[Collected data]
BEGIN

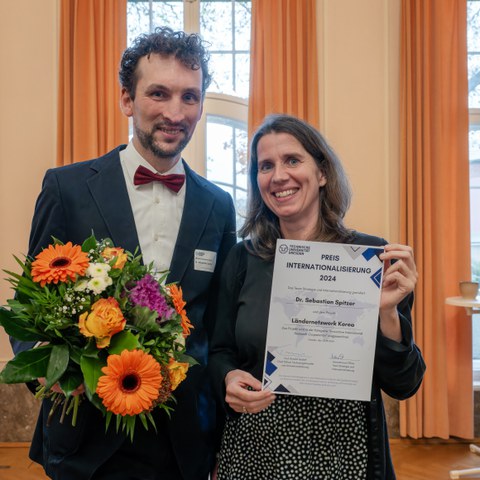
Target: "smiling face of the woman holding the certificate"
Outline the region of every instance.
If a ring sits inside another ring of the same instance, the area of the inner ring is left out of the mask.
[[[312,233],[319,215],[320,187],[327,183],[313,157],[289,133],[269,133],[257,144],[260,194],[277,215],[282,232]]]

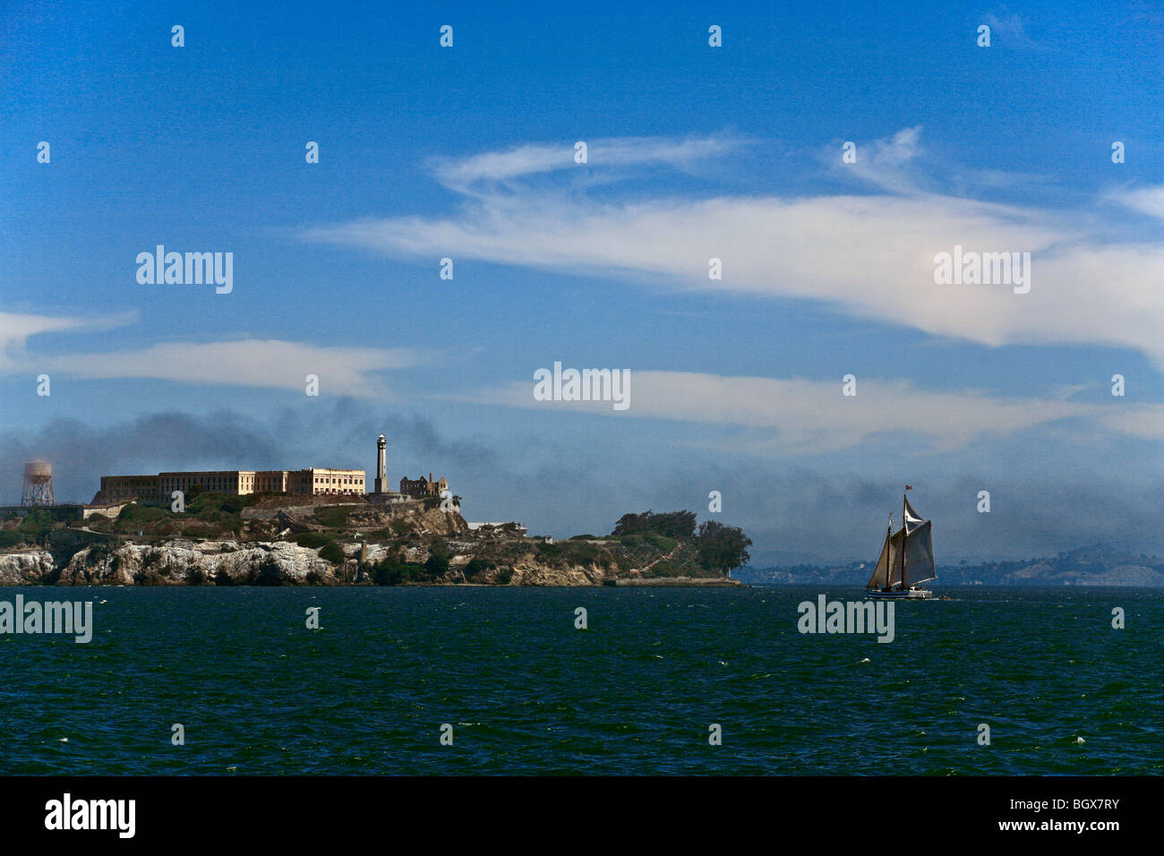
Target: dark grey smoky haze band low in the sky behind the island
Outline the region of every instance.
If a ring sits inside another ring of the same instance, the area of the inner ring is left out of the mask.
[[[703,451],[634,460],[601,444],[566,447],[553,437],[478,439],[471,429],[440,430],[417,413],[369,411],[339,401],[305,415],[288,409],[269,420],[232,411],[208,416],[163,412],[90,426],[59,419],[43,430],[0,436],[0,503],[20,501],[23,465],[44,458],[58,501],[90,501],[105,474],[163,469],[375,468],[375,438],[389,438],[389,477],[446,475],[470,519],[518,519],[558,537],[608,532],[626,511],[687,508],[701,519],[708,493],[723,494],[719,519],[754,542],[757,564],[871,559],[886,515],[900,522],[900,477],[828,476],[810,466],[751,461],[733,466]],[[967,475],[968,461],[908,462],[920,511],[935,521],[939,560],[1030,558],[1108,543],[1131,552],[1164,552],[1154,482],[1007,469]],[[896,469],[896,468],[895,468]],[[861,472],[854,468],[854,473]],[[977,511],[991,490],[989,514]]]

END

Within the data above, find the lines that contain the word "Target" and copy each of them.

Target: "smiling face of the woman holding the certificate"
Target: dark grey smoky haze band low in the sky behind the island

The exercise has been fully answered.